§ Task description
Your answer should consist of every line in the records that holds "instance".

-------- Source data --------

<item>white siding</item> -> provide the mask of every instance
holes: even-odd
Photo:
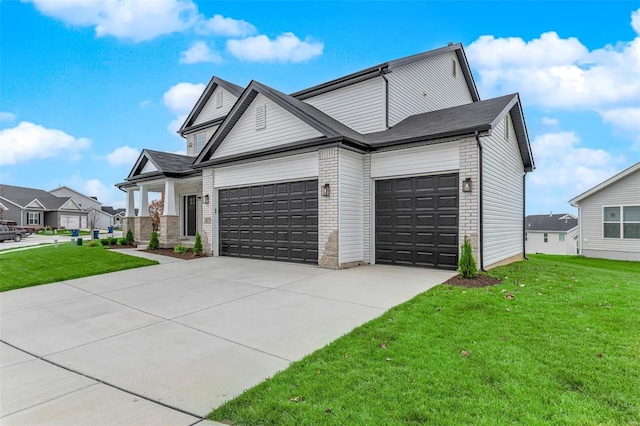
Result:
[[[318,153],[292,155],[215,169],[214,187],[253,185],[318,177]]]
[[[216,107],[216,94],[222,91],[222,106],[220,108]],[[193,121],[193,126],[196,126],[201,123],[206,123],[207,121],[215,120],[216,118],[224,117],[227,115],[229,111],[231,111],[231,107],[236,103],[238,98],[228,92],[224,88],[218,86],[216,90],[213,91],[211,97],[204,104],[204,108],[200,111],[200,114]]]
[[[580,201],[582,232],[580,240],[583,255],[640,260],[640,240],[602,237],[602,207],[640,205],[640,190],[638,188],[640,188],[640,171],[632,173]]]
[[[362,155],[340,150],[339,165],[339,263],[363,260]]]
[[[153,165],[151,161],[147,160],[147,164],[144,165],[142,170],[140,170],[140,174],[143,175],[145,173],[157,172],[158,169]]]
[[[457,75],[452,73],[456,61]],[[472,102],[458,59],[453,52],[413,62],[387,74],[389,126],[429,111]]]
[[[511,120],[509,120],[511,121]],[[522,254],[524,166],[513,127],[504,139],[501,120],[482,143],[484,266]]]
[[[198,147],[196,145],[196,135],[198,133],[204,132],[204,144],[206,145],[207,142],[209,142],[209,139],[211,139],[211,136],[213,136],[213,134],[216,132],[216,130],[218,130],[218,127],[220,127],[220,125],[215,125],[215,126],[211,126],[211,127],[207,127],[205,129],[199,130],[197,132],[193,132],[193,133],[189,133],[187,134],[187,155],[190,156],[196,156],[200,153],[200,151],[198,151]]]
[[[83,195],[80,195],[77,192],[72,191],[69,188],[65,188],[65,187],[57,188],[57,189],[54,189],[53,191],[49,191],[49,192],[51,192],[56,197],[73,198],[73,201],[75,201],[78,205],[80,205],[84,210],[88,210],[90,208],[94,208],[94,209],[100,210],[102,208],[102,204],[100,204],[98,201],[94,200],[93,198],[89,198],[89,197],[85,197]]]
[[[385,83],[373,78],[304,102],[360,133],[386,130]]]
[[[576,241],[573,239],[575,231],[563,232],[564,241],[560,241],[560,232],[547,232],[547,242],[544,242],[544,231],[527,231],[526,252],[529,254],[577,254]]]
[[[458,142],[399,149],[371,155],[371,177],[420,175],[460,168]]]
[[[255,109],[258,105],[267,106],[267,126],[264,129],[256,129]],[[212,158],[260,151],[320,136],[323,136],[322,133],[262,94],[258,94],[222,141]]]

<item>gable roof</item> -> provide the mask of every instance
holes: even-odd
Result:
[[[383,62],[373,67],[365,68],[361,71],[354,72],[344,77],[337,78],[335,80],[328,81],[326,83],[319,84],[317,86],[309,87],[291,94],[291,96],[297,99],[307,99],[313,96],[320,95],[322,93],[330,92],[332,90],[339,89],[341,87],[349,86],[352,84],[360,83],[371,78],[378,77],[382,74],[393,72],[394,68],[398,68],[404,65],[408,65],[413,62],[418,62],[423,59],[427,59],[433,56],[441,55],[447,52],[455,52],[460,69],[464,75],[464,79],[471,93],[471,99],[476,102],[480,100],[478,94],[478,88],[473,80],[473,74],[471,74],[471,68],[467,61],[467,56],[464,53],[464,48],[461,43],[449,44],[448,46],[438,49],[429,50],[427,52],[418,53],[416,55],[406,56],[404,58],[396,59],[389,62]]]
[[[144,149],[140,153],[136,164],[131,169],[131,172],[129,172],[126,180],[136,181],[141,178],[147,179],[162,176],[184,177],[190,174],[197,174],[199,172],[191,168],[194,159],[195,157],[188,155]],[[151,163],[155,167],[155,170],[149,173],[142,173],[147,163]]]
[[[126,209],[122,209],[122,208],[114,209],[112,206],[102,206],[102,211],[111,216],[116,216],[118,214],[126,212]]]
[[[20,208],[27,208],[34,201],[42,207],[38,209],[59,210],[70,197],[56,197],[47,191],[23,186],[0,185],[0,197]]]
[[[593,194],[595,194],[598,191],[601,191],[601,190],[605,189],[609,185],[612,185],[612,184],[618,182],[619,180],[624,179],[625,177],[629,176],[632,173],[637,172],[638,170],[640,170],[640,162],[638,162],[638,163],[634,164],[633,166],[621,171],[617,175],[610,177],[609,179],[605,180],[604,182],[602,182],[602,183],[594,186],[593,188],[583,192],[582,194],[578,195],[577,197],[572,198],[571,200],[569,200],[569,204],[571,204],[574,207],[577,207],[577,205],[580,203],[580,201],[584,200],[587,197],[592,196]]]
[[[189,127],[193,126],[193,122],[195,121],[196,117],[198,117],[198,114],[200,114],[204,106],[207,104],[207,101],[209,100],[209,98],[211,98],[211,95],[213,95],[213,92],[216,91],[216,88],[218,86],[222,87],[223,89],[225,89],[226,91],[234,95],[236,98],[239,98],[240,95],[242,95],[242,91],[244,90],[242,87],[238,86],[237,84],[233,84],[219,77],[215,77],[215,76],[212,77],[211,80],[209,81],[209,84],[207,84],[207,87],[205,87],[204,91],[200,95],[200,98],[198,98],[198,101],[194,105],[193,109],[187,116],[186,120],[184,121],[184,123],[182,123],[182,126],[178,130],[178,133],[183,134]],[[213,120],[213,121],[218,121],[218,120]],[[222,120],[220,119],[219,121],[222,121]],[[202,123],[202,124],[207,125],[210,123]]]
[[[276,89],[254,80],[249,83],[249,86],[247,86],[240,99],[238,99],[236,104],[233,106],[222,125],[220,125],[218,130],[207,142],[207,145],[202,149],[194,162],[195,166],[203,165],[203,163],[207,162],[211,158],[224,138],[229,134],[231,129],[233,129],[233,126],[235,126],[258,94],[262,94],[267,99],[285,109],[287,112],[304,121],[306,124],[322,133],[324,138],[349,138],[353,141],[364,143],[364,138],[360,133],[342,124],[335,118],[330,117],[319,109],[302,102],[299,99],[285,95]]]
[[[567,232],[578,226],[578,219],[561,214],[536,214],[525,218],[525,231]]]
[[[66,186],[66,185],[62,185],[62,186],[59,186],[59,187],[57,187],[57,188],[54,188],[54,189],[50,190],[50,191],[49,191],[49,193],[51,193],[51,194],[55,195],[55,191],[58,191],[58,190],[60,190],[60,189],[67,189],[67,190],[69,190],[69,191],[71,191],[71,192],[74,192],[74,193],[78,194],[79,196],[81,196],[81,197],[83,197],[83,198],[86,198],[87,200],[91,200],[91,201],[93,201],[94,203],[102,204],[100,201],[98,201],[98,197],[90,197],[90,196],[88,196],[88,195],[84,195],[83,193],[78,192],[78,191],[76,191],[75,189],[70,188],[70,187],[68,187],[68,186]],[[56,197],[57,197],[57,195],[56,195]]]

--------

§ Answer
<item>white siding</item> -> provide the mask of every instance
<item>gable roof</item> -> provide the mask of every instance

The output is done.